Records contained in a dataset »
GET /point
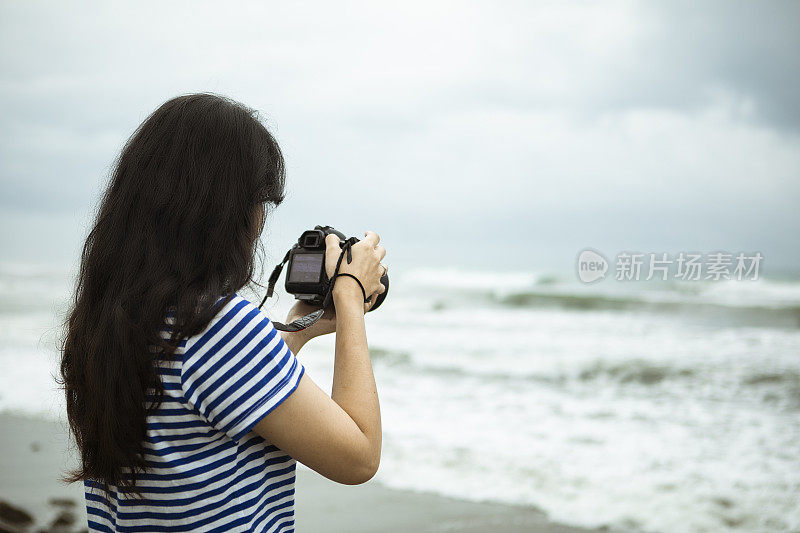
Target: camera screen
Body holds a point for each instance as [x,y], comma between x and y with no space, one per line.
[306,268]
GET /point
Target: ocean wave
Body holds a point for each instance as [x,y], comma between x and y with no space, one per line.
[777,388]
[739,313]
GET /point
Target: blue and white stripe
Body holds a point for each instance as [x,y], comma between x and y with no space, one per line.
[207,471]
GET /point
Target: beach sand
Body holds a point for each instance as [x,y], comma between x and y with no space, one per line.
[34,453]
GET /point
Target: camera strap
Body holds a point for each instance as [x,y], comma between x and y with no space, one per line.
[311,318]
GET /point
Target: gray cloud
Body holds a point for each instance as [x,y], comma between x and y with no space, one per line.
[676,121]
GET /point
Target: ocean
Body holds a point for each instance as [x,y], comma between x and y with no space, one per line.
[664,407]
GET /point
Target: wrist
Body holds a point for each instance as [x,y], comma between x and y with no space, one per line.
[347,293]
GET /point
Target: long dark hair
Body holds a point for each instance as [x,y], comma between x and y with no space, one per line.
[176,230]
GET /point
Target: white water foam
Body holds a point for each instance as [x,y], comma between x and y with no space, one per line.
[637,419]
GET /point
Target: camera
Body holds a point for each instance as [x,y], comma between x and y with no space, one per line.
[306,277]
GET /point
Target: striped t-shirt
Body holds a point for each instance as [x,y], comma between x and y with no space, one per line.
[207,471]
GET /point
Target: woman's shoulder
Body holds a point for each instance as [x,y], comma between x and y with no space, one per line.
[235,314]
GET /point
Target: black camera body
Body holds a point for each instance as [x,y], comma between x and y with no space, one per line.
[306,277]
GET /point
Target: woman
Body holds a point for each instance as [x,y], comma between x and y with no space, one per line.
[188,408]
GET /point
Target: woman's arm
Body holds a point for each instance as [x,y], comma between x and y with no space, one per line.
[338,436]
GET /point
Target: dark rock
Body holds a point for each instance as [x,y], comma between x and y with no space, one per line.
[14,515]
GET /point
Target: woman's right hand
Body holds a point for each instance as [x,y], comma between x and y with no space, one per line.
[366,266]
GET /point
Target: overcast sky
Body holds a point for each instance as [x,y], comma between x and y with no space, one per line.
[467,134]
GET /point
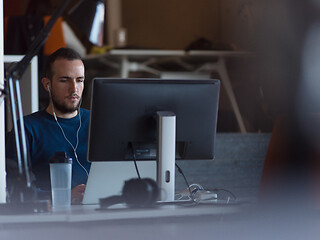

YOUR GOAL » Please return all lines above in which the string "camera" is found.

THE ANSWER »
Target: camera screen
Target: camera strap
Target: camera
Target: black camera body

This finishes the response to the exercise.